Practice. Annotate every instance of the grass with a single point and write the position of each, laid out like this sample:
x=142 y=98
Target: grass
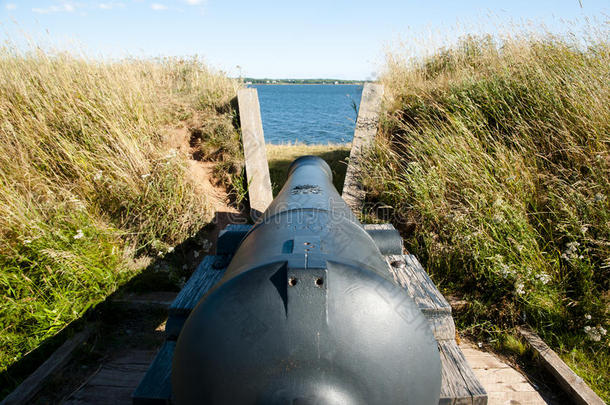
x=281 y=156
x=495 y=156
x=88 y=182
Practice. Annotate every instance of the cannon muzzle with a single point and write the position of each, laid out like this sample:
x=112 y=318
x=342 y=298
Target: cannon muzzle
x=306 y=313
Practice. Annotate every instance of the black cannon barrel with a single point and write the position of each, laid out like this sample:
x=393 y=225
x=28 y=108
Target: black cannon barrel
x=306 y=313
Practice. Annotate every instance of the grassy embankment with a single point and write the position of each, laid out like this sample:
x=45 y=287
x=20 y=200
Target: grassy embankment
x=496 y=160
x=88 y=182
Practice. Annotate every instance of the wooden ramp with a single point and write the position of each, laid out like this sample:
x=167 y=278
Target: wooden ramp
x=364 y=135
x=459 y=383
x=253 y=140
x=504 y=384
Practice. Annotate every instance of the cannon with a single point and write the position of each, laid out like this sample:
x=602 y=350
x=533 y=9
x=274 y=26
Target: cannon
x=306 y=313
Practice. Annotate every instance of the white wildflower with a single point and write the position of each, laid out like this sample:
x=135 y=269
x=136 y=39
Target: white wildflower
x=543 y=277
x=520 y=288
x=593 y=334
x=206 y=245
x=172 y=154
x=571 y=248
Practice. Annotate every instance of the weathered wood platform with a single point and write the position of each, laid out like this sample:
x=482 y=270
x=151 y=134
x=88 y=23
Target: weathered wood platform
x=459 y=384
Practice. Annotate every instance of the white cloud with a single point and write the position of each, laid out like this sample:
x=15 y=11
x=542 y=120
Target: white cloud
x=111 y=5
x=63 y=7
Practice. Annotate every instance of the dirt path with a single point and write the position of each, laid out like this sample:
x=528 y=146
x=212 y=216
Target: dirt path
x=132 y=326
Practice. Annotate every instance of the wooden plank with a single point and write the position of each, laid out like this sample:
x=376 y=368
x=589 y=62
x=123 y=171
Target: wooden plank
x=208 y=273
x=459 y=383
x=114 y=382
x=410 y=274
x=155 y=387
x=204 y=278
x=364 y=135
x=31 y=385
x=571 y=383
x=230 y=238
x=257 y=167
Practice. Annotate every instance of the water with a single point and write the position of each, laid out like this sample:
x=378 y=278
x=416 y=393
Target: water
x=310 y=114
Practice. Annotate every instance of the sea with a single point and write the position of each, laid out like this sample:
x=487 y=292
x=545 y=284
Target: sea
x=309 y=113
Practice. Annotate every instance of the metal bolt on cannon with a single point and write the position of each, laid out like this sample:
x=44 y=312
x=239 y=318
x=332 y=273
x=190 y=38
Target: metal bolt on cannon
x=306 y=313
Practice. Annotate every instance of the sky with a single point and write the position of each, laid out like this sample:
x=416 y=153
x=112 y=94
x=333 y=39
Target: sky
x=273 y=39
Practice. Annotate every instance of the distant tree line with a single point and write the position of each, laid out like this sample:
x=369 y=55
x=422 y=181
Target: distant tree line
x=300 y=81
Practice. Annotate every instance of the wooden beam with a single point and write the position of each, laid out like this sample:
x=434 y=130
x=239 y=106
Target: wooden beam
x=253 y=139
x=571 y=383
x=24 y=393
x=364 y=135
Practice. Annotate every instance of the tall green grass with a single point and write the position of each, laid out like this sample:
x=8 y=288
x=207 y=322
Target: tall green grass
x=495 y=154
x=88 y=181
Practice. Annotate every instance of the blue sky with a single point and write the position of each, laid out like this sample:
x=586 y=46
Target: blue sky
x=338 y=39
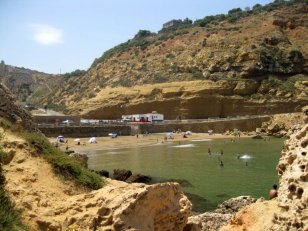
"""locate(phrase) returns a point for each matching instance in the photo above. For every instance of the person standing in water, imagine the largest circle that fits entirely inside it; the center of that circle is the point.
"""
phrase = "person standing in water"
(273, 192)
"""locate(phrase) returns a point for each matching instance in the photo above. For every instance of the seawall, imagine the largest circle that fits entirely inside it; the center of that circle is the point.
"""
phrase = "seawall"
(218, 126)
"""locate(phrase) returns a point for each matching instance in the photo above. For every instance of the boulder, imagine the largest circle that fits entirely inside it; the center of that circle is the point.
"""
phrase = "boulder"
(121, 174)
(81, 158)
(138, 178)
(102, 172)
(234, 204)
(207, 222)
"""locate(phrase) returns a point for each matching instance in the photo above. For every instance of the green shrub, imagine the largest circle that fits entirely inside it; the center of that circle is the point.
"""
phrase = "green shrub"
(10, 217)
(64, 165)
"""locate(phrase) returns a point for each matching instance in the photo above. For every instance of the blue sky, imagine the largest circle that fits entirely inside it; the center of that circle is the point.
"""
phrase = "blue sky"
(54, 35)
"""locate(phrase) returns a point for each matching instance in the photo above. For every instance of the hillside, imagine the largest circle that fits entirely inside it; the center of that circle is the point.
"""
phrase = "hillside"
(28, 86)
(255, 63)
(43, 188)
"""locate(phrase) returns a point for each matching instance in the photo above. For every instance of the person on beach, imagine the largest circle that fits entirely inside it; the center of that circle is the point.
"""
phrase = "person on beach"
(273, 192)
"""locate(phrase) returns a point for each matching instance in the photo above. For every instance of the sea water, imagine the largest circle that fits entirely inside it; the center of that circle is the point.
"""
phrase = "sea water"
(248, 167)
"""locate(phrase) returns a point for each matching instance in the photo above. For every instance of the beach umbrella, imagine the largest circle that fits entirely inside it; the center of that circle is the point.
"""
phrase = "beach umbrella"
(92, 140)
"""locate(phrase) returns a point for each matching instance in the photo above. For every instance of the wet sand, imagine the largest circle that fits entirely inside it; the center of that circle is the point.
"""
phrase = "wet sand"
(108, 143)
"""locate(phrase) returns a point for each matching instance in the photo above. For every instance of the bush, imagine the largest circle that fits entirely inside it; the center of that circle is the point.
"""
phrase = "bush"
(10, 217)
(62, 163)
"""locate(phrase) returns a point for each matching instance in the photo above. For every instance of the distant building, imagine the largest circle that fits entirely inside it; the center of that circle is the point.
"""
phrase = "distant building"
(176, 22)
(172, 23)
(148, 117)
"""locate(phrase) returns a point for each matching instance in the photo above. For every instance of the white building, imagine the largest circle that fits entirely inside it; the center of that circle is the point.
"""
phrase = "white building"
(149, 117)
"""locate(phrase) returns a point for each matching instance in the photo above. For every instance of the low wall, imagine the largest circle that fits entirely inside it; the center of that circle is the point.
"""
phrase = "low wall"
(85, 131)
(249, 124)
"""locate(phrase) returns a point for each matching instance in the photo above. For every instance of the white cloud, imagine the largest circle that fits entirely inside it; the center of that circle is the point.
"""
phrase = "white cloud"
(46, 35)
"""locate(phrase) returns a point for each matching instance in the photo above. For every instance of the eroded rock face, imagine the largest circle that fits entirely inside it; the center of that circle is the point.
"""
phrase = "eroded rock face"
(12, 112)
(289, 210)
(284, 124)
(212, 221)
(51, 204)
(293, 190)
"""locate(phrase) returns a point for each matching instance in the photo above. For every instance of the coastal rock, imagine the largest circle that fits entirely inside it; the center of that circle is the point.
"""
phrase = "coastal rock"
(138, 178)
(12, 112)
(48, 203)
(121, 174)
(212, 221)
(283, 125)
(102, 172)
(233, 205)
(81, 158)
(289, 210)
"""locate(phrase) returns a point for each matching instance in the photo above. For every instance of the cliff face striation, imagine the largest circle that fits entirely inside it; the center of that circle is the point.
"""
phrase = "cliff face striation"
(49, 203)
(27, 85)
(289, 210)
(12, 112)
(256, 64)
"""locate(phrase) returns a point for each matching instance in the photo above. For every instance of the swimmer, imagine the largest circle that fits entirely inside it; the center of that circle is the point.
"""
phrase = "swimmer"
(273, 192)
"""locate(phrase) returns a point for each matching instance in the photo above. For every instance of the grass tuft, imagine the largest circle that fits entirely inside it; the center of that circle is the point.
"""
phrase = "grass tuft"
(64, 165)
(10, 217)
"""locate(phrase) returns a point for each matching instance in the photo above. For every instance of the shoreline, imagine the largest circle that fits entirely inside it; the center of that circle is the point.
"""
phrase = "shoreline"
(121, 142)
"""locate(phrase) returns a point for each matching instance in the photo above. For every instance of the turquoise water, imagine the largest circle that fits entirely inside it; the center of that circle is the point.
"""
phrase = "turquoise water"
(211, 184)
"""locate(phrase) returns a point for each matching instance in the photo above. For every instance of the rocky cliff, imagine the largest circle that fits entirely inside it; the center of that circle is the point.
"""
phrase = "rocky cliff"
(10, 110)
(289, 210)
(255, 64)
(49, 203)
(27, 85)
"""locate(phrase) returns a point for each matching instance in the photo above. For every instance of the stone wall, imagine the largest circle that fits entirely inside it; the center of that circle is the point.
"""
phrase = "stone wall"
(249, 124)
(85, 131)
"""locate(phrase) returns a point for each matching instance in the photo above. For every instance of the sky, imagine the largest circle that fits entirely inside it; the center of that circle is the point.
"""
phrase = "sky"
(59, 36)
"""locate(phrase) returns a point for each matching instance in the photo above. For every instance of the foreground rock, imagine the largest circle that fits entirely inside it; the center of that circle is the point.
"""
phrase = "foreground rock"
(48, 203)
(283, 125)
(289, 210)
(212, 221)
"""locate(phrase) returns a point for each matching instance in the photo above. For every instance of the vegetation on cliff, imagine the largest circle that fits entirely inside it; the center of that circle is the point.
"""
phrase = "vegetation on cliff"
(255, 55)
(64, 165)
(10, 217)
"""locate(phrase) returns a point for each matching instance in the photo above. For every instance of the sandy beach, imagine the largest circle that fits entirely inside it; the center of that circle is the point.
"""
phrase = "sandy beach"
(108, 143)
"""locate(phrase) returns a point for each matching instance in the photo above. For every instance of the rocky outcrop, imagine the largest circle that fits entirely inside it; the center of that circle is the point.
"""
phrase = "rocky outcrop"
(27, 85)
(293, 190)
(283, 125)
(12, 112)
(50, 204)
(233, 205)
(212, 221)
(289, 210)
(255, 65)
(129, 177)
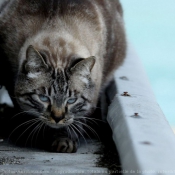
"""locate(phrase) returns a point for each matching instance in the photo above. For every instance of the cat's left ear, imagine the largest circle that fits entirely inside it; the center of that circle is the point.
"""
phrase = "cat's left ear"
(84, 67)
(34, 60)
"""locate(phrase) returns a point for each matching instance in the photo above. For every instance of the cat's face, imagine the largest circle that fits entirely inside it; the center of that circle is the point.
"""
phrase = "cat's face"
(58, 97)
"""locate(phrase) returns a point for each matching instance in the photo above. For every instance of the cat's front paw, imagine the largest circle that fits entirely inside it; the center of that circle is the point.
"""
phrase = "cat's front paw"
(64, 145)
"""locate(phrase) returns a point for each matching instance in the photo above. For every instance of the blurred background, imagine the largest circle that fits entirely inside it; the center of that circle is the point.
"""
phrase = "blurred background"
(150, 26)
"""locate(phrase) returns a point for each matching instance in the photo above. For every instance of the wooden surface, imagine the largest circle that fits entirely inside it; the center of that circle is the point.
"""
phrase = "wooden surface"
(15, 160)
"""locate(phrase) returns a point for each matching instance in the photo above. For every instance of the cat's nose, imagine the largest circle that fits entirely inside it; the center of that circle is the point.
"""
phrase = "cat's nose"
(57, 119)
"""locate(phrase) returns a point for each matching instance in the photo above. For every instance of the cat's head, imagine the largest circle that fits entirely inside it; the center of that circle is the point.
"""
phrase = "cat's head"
(57, 96)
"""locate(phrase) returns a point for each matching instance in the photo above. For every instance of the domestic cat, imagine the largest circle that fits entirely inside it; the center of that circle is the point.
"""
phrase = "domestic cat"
(55, 58)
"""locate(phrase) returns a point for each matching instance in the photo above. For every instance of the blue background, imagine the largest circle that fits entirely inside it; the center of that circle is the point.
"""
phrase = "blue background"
(150, 26)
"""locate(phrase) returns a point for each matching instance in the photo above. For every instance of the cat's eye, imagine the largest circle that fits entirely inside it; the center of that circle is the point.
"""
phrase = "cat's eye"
(72, 100)
(44, 98)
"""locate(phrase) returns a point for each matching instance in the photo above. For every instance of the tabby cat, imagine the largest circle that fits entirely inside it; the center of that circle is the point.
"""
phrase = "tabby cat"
(56, 56)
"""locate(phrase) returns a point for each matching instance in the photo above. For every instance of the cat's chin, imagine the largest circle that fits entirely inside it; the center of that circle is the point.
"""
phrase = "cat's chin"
(58, 125)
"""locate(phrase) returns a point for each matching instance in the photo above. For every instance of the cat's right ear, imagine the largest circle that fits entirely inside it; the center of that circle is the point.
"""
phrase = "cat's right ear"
(34, 60)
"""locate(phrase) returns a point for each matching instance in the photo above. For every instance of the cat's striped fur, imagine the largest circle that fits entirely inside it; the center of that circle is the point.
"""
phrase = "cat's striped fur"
(59, 55)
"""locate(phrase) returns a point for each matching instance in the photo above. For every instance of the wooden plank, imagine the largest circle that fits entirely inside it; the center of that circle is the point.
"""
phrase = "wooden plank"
(32, 161)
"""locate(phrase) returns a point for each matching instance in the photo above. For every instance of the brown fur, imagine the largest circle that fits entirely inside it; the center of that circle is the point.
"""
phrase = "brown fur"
(62, 49)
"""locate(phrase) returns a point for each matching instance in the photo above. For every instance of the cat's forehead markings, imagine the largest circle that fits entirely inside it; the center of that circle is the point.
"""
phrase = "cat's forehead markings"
(33, 75)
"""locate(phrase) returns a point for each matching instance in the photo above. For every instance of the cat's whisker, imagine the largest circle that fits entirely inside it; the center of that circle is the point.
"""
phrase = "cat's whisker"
(79, 132)
(26, 130)
(24, 123)
(69, 133)
(45, 125)
(90, 128)
(24, 112)
(83, 130)
(37, 132)
(75, 134)
(33, 131)
(88, 118)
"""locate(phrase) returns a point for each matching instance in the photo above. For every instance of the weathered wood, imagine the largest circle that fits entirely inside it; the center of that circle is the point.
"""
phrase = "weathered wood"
(18, 160)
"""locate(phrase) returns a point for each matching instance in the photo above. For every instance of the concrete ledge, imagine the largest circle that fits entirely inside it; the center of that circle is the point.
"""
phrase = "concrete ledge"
(145, 140)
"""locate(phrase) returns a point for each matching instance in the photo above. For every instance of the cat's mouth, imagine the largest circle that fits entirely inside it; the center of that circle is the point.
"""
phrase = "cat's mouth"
(64, 122)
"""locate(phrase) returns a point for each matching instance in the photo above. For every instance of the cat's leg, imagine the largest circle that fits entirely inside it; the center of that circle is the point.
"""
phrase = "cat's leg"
(63, 142)
(64, 145)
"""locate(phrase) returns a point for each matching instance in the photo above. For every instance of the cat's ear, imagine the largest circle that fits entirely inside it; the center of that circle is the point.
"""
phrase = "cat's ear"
(85, 66)
(34, 60)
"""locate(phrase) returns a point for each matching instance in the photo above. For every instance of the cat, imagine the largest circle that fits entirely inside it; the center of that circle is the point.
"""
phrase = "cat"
(56, 57)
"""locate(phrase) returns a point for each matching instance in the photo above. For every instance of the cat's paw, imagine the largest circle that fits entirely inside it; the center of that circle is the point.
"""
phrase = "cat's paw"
(64, 145)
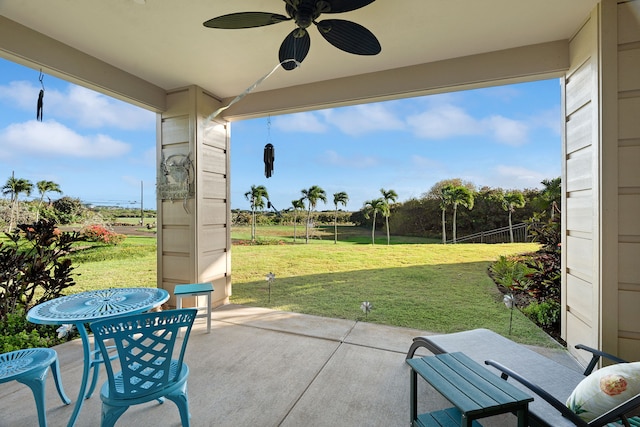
____
## Action item:
Give exactly those lines of the listing that run from its first line through the line with "x=542 y=120", leaving each picture out.

## Result for this task:
Practice. Annotate every instance of the grass with a single point and write the position of each, laid out like this sample:
x=142 y=98
Target: grass
x=281 y=156
x=495 y=156
x=88 y=182
Practice. Annotate every instance of the cannon muzzle with a single point and write the position of each, laid out like this sample:
x=112 y=318
x=342 y=298
Target: cannon muzzle
x=306 y=313
Practice. Annotate every instance of the black cannon barrel with a single point and write the position of each, laid out like this sample:
x=393 y=225
x=28 y=108
Target: black cannon barrel
x=306 y=313
Practice. Annotate every instance of the grassy embankment with a single point and write the position of each, laid out like this sample:
x=45 y=287
x=20 y=200
Target: grassy embankment
x=496 y=160
x=88 y=182
Practice. Annotate every instance of the wooden ramp with a single point and write the position of each, laid out like this sample:
x=167 y=278
Target: wooden ramp
x=364 y=135
x=459 y=383
x=253 y=140
x=504 y=384
Practice. Annotate every instance of the cannon with a single point and write the position of each, laid out like this sample:
x=602 y=350
x=533 y=9
x=274 y=26
Target: cannon
x=306 y=313
Practice. Annotate every instance of the white wildflower with a single point and write the position of each, laid out like this sample:
x=135 y=269
x=136 y=39
Target: white wildflower
x=543 y=277
x=520 y=288
x=593 y=334
x=206 y=245
x=172 y=154
x=571 y=248
Practice. Annotate every instance of the weathered wood platform with a single point and write the position of each, laid out like this sample:
x=482 y=270
x=151 y=134
x=88 y=23
Target: weathered wood platform
x=459 y=384
Practice. Annotate every instance of the white cloud with a single point and write the position of each, laid out like this sample:
x=15 y=11
x=542 y=120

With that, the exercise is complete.